-------- Information

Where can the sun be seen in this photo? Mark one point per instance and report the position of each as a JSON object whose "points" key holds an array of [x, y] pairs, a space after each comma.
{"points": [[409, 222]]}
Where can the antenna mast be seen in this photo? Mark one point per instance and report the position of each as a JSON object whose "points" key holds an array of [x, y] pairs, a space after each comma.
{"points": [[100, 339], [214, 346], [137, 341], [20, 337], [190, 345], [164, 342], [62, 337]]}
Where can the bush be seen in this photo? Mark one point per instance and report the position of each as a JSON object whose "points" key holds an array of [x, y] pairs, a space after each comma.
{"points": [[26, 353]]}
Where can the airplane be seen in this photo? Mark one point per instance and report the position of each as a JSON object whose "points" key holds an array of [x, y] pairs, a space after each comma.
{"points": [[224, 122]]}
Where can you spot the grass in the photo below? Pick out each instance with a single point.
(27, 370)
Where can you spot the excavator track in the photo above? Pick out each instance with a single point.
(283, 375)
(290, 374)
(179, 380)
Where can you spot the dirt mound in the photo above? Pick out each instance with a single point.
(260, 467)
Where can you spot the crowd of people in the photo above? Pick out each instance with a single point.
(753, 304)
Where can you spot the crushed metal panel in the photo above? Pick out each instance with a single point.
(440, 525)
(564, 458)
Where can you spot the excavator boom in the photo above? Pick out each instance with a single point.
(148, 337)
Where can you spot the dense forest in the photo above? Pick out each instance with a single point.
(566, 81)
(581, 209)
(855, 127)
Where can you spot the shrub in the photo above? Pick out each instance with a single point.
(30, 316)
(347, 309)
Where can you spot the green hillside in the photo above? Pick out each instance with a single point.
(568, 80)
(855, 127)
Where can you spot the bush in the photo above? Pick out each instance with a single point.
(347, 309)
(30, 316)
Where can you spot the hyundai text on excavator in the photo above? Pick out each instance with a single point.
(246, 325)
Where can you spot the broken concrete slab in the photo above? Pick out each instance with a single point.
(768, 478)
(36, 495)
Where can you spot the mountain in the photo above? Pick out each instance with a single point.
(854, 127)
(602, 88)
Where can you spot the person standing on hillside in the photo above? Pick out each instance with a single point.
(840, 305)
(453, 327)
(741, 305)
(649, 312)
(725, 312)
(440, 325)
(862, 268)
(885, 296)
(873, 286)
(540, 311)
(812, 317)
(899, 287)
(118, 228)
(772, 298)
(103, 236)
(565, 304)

----------------

Exercise goal: Please print the material again in full, exactly as it is.

Output:
Where can the sun be seen in this photo? Mark one point per instance and report the position of each as a JSON object whose "points" key holds an array of [x, y] pairs, a space after each comma.
{"points": [[409, 222]]}
Where can the antenna mast be seen in this photo? Mark one point per instance and report the position of each as a JSON object whose "points" key holds an array of [x, y] pairs, a space after each comma.
{"points": [[100, 339], [214, 346], [137, 341], [20, 337], [190, 345], [164, 342], [62, 337]]}
Where can the bush be seen in this photo? Mark one point per instance and report the position of each as a JSON object whose "points" key holds an array of [x, y] pairs, a space after each comma.
{"points": [[26, 353]]}
Where can the airplane be seen in this photo? Mark one point per instance and report the position of each as a JSON object whose "points" key holds an array of [x, y] pairs, a space after each comma.
{"points": [[224, 122]]}
Where can you spot the grass in the photo below? Pick out each instance with a single point.
(27, 370)
Where can you spot the excavator track in the photo above? Pick out each instance with a single point.
(283, 375)
(290, 374)
(179, 380)
Where can you spot the dirt mound in the photo above? Pick out each instance with a single point.
(260, 467)
Where can you spot the crowd of people in the photo above? Pick out each instance with a single point.
(753, 304)
Where can you spot the crushed metal panel in the photo above? Pick out each instance with a single point.
(440, 525)
(564, 458)
Where can you spot the excavator boom in the photo above? Pick out each instance with a single point.
(148, 337)
Where can you spot the dense forest in the photo above? Pick out each instance with a single point.
(566, 81)
(581, 209)
(855, 127)
Where can you spot the shrub in the photo above? Pick out each instance with a single point.
(30, 316)
(347, 309)
Where can you spot the green hillside in the photo above? Pick out each instance with a single point.
(568, 80)
(855, 127)
Where can you spot the bush in the photo above? Pick out each instance with a single point.
(347, 309)
(30, 316)
Where can you spot the hyundai text on excavator in the photo above? Pick out each instance with a single point.
(246, 325)
Where can you spot the broken concrete slab in the photo above? Pick out each instance with a single point.
(768, 478)
(36, 495)
Where can you spot the mountain in the photo above? Pick out each instance with a single point.
(854, 127)
(602, 88)
Where can you spot the person standing on hillside in the photo above? Pick out each instance with a single point.
(840, 305)
(453, 327)
(741, 305)
(649, 312)
(725, 312)
(440, 325)
(862, 268)
(885, 296)
(873, 286)
(540, 311)
(812, 317)
(899, 287)
(118, 228)
(772, 298)
(103, 236)
(565, 304)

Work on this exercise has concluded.